──────── Study material ────────
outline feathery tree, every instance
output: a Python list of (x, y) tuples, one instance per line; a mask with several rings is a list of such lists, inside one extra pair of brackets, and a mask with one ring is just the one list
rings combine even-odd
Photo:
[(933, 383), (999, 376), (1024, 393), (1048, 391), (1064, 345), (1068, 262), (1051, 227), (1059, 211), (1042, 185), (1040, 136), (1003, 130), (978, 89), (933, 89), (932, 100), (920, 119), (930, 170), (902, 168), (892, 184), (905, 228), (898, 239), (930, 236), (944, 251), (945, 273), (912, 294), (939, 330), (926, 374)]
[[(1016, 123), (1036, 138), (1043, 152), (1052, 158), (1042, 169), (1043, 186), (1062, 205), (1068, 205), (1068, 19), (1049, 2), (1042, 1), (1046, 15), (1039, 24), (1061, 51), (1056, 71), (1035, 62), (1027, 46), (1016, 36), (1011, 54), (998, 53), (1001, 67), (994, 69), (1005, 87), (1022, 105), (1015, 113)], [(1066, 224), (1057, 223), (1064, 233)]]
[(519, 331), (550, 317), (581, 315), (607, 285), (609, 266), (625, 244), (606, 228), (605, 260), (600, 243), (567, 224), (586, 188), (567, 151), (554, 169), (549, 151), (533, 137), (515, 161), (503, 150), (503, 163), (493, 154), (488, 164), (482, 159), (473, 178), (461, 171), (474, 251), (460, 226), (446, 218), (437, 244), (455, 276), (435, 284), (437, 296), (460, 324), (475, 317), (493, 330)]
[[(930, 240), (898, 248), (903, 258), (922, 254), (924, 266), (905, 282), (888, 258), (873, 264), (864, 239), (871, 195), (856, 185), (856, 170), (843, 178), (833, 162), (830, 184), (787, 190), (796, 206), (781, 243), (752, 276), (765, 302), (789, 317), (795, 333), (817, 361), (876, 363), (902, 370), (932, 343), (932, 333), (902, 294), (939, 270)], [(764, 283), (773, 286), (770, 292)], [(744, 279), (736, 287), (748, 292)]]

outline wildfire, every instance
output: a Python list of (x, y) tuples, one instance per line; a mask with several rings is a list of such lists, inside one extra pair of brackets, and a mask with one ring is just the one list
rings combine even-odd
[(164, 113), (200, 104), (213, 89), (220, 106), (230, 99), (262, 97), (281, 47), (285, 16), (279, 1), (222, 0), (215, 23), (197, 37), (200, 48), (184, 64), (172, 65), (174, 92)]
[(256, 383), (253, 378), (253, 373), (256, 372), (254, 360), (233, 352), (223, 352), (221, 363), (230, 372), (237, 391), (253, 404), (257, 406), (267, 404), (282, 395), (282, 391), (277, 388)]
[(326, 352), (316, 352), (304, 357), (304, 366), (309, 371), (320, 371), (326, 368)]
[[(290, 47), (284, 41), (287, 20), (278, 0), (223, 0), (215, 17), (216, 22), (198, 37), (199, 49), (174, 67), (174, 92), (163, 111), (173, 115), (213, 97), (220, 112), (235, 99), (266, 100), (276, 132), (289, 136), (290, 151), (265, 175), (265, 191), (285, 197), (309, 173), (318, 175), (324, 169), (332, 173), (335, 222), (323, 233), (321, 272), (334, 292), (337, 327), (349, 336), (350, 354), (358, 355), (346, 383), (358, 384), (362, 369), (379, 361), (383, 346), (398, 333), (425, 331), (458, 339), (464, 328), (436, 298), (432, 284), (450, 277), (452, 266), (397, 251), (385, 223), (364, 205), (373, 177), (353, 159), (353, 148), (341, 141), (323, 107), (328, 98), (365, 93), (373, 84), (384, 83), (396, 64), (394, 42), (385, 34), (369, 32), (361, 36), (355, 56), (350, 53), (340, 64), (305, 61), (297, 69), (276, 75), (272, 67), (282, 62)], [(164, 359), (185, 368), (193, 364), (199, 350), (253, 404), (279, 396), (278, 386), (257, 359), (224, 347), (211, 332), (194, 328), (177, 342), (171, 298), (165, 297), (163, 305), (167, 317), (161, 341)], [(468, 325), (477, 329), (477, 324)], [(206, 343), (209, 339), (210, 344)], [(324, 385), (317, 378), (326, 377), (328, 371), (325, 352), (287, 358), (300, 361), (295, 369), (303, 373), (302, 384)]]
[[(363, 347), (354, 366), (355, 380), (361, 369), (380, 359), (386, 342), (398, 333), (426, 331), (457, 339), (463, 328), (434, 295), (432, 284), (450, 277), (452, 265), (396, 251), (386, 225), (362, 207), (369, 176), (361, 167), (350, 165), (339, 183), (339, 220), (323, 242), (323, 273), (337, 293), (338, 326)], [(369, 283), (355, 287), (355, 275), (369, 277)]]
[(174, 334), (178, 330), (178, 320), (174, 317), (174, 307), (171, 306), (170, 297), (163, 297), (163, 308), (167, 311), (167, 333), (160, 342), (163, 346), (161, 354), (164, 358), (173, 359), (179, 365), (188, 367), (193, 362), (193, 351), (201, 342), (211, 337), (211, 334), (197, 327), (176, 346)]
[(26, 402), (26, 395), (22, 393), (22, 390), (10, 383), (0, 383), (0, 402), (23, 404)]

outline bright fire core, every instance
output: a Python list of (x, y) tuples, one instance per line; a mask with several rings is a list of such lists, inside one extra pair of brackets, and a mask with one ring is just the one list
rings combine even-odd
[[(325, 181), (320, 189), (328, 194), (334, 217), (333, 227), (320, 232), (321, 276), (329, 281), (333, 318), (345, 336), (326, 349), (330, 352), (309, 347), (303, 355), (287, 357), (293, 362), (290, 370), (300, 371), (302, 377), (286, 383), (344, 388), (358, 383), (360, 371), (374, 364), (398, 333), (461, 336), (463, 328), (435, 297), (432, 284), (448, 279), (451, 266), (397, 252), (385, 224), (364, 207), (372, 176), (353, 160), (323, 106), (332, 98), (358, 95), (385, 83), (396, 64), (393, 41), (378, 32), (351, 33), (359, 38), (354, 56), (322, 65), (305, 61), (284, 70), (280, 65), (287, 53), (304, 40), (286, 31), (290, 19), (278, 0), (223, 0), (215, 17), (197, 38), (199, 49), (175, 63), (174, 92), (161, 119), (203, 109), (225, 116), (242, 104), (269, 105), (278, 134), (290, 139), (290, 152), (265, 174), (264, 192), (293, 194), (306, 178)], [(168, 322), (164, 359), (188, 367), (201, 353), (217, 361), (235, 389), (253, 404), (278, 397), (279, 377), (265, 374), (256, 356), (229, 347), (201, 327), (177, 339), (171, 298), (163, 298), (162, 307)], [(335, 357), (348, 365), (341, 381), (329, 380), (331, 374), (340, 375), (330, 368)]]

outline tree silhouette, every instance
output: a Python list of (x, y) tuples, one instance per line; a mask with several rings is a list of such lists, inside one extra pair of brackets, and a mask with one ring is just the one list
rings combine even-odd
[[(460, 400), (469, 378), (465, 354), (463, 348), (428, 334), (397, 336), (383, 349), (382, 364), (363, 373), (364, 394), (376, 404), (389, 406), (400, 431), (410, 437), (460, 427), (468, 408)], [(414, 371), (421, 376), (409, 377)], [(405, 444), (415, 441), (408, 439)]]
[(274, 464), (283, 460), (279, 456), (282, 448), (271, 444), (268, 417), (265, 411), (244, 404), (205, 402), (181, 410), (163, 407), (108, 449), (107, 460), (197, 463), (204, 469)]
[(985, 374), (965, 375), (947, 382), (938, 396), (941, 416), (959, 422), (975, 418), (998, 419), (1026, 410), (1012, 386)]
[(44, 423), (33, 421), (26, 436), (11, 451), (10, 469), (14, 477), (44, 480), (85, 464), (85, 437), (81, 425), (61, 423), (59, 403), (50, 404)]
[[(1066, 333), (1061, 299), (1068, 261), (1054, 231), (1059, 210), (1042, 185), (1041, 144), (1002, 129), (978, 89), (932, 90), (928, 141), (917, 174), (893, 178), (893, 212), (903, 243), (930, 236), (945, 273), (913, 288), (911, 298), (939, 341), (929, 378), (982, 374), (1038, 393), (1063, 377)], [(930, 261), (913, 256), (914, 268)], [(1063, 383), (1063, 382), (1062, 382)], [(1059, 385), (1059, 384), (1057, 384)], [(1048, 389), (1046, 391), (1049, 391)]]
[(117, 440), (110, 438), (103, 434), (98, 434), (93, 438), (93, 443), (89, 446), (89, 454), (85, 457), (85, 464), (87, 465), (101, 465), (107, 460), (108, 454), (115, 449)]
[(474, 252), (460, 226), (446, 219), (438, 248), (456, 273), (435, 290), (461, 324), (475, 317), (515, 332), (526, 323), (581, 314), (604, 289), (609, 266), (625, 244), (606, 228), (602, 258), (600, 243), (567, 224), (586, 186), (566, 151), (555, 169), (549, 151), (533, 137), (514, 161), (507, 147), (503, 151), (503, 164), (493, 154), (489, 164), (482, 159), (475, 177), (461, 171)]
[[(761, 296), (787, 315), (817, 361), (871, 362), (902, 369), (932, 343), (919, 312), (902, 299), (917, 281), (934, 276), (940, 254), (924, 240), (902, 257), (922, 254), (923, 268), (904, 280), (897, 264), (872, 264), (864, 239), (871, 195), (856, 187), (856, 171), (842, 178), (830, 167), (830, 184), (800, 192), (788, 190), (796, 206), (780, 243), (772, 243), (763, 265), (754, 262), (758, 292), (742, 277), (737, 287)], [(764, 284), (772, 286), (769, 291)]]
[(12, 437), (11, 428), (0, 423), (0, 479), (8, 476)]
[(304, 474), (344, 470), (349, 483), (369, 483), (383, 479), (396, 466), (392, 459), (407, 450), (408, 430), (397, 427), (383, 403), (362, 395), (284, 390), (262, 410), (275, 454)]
────────
▶ Assignment: Count the lines holding the word "outline" in this material. Reply with the number and nothing else.

▶ Solution below: 4